Data lines:
---------------

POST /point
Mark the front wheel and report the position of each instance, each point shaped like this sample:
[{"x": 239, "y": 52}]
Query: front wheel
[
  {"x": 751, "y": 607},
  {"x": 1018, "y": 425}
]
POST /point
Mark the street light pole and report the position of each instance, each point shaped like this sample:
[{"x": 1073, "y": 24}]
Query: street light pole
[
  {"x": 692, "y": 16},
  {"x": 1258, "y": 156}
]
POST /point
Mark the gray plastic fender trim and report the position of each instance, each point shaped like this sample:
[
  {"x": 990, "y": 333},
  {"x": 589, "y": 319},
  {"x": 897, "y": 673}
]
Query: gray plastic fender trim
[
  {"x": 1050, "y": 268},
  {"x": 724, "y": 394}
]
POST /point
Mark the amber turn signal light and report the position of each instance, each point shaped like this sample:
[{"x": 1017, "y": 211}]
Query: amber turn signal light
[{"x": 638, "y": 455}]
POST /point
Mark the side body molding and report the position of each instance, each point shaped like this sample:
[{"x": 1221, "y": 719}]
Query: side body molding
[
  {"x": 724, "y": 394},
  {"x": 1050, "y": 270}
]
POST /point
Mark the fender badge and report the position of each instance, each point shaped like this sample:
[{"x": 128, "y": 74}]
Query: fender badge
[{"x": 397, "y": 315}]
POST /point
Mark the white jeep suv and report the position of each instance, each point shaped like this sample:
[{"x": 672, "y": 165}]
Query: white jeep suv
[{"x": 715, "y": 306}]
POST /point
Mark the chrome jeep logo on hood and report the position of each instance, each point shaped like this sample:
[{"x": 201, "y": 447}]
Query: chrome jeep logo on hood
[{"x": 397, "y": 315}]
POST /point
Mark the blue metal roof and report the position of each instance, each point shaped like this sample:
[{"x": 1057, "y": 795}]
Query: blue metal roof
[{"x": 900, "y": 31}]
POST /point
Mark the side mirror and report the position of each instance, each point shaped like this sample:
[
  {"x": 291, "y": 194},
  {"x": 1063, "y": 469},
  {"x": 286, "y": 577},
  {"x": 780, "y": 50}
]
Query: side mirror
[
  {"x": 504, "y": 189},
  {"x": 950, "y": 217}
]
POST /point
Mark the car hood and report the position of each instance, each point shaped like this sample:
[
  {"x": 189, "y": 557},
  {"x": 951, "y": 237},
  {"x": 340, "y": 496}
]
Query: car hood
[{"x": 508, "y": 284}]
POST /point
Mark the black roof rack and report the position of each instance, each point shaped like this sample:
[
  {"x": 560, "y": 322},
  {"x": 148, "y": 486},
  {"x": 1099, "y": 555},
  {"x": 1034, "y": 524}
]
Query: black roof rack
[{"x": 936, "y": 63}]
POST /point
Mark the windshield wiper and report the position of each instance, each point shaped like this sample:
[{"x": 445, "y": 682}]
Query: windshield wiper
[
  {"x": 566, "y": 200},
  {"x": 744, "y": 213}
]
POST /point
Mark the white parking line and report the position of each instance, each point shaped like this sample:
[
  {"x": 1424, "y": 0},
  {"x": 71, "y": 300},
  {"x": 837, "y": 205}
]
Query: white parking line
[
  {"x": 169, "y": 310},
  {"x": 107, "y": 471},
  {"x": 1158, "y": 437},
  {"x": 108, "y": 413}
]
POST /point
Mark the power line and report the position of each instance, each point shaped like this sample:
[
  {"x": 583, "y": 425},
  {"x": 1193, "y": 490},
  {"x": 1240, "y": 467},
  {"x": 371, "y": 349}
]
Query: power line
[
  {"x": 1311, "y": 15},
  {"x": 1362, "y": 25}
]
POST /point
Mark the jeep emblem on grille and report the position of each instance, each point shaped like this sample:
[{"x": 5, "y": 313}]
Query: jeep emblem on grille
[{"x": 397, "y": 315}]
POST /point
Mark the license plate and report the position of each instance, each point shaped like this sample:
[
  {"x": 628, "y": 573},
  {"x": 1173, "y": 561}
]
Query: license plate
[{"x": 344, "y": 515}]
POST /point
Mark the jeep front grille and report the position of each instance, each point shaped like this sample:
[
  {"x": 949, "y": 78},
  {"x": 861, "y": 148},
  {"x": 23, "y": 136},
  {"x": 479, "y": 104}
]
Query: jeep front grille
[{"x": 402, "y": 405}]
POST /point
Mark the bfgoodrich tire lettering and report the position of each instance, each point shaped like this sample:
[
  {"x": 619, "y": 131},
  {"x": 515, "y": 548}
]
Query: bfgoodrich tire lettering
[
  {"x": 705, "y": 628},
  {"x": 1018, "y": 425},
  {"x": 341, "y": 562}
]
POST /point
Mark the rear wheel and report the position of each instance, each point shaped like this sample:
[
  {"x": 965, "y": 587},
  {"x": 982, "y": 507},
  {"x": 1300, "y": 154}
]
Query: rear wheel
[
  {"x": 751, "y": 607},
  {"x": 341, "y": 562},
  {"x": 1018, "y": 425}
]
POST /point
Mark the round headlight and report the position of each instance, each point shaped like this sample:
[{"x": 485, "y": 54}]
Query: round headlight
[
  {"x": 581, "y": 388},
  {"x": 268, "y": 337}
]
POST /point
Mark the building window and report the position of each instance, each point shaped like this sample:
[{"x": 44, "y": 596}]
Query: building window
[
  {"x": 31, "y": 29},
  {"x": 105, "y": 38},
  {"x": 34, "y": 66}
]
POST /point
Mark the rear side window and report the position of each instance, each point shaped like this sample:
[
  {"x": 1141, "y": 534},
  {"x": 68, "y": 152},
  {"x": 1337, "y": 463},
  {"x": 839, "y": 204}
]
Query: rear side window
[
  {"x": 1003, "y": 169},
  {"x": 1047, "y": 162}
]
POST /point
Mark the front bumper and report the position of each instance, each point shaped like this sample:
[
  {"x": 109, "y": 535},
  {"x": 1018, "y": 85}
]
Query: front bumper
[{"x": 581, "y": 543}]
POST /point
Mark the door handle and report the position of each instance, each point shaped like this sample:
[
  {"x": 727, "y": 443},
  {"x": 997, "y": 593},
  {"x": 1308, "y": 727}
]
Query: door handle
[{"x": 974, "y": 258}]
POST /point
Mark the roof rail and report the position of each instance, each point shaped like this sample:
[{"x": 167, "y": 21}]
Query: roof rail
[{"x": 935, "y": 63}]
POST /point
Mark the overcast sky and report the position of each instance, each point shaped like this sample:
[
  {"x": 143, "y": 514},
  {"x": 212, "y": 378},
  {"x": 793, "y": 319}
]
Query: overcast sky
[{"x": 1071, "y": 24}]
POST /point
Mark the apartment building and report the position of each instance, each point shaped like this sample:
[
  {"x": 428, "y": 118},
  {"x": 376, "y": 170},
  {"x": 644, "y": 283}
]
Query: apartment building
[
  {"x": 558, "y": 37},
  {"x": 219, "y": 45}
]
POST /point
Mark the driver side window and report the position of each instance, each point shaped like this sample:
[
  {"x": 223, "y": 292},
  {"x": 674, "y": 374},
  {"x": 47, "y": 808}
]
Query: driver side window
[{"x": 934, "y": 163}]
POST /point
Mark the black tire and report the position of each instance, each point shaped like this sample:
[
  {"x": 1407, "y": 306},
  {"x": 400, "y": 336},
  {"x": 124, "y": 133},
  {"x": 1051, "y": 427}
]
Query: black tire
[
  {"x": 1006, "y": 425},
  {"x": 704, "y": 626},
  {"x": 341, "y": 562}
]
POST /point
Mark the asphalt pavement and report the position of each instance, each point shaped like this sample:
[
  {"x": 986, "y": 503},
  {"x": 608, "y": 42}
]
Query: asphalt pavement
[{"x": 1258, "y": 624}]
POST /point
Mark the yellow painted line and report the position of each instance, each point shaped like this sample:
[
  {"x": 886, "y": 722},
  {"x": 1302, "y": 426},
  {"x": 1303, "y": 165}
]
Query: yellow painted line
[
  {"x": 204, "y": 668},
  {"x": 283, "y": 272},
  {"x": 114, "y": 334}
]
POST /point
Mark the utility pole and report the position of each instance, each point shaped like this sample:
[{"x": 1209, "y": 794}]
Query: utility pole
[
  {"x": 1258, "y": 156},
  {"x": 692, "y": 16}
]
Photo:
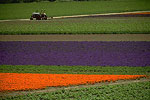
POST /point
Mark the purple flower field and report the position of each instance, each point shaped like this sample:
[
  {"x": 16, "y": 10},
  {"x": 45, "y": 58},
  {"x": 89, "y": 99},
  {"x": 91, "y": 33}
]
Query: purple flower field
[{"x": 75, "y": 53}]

---------------

Pull out each line of the data above that contains the string "bfgoodrich", and copy those lines in full.

Mark the bfgoodrich tire lettering and report the position of each instance, each point shaped like this sample:
Query: bfgoodrich tire lettering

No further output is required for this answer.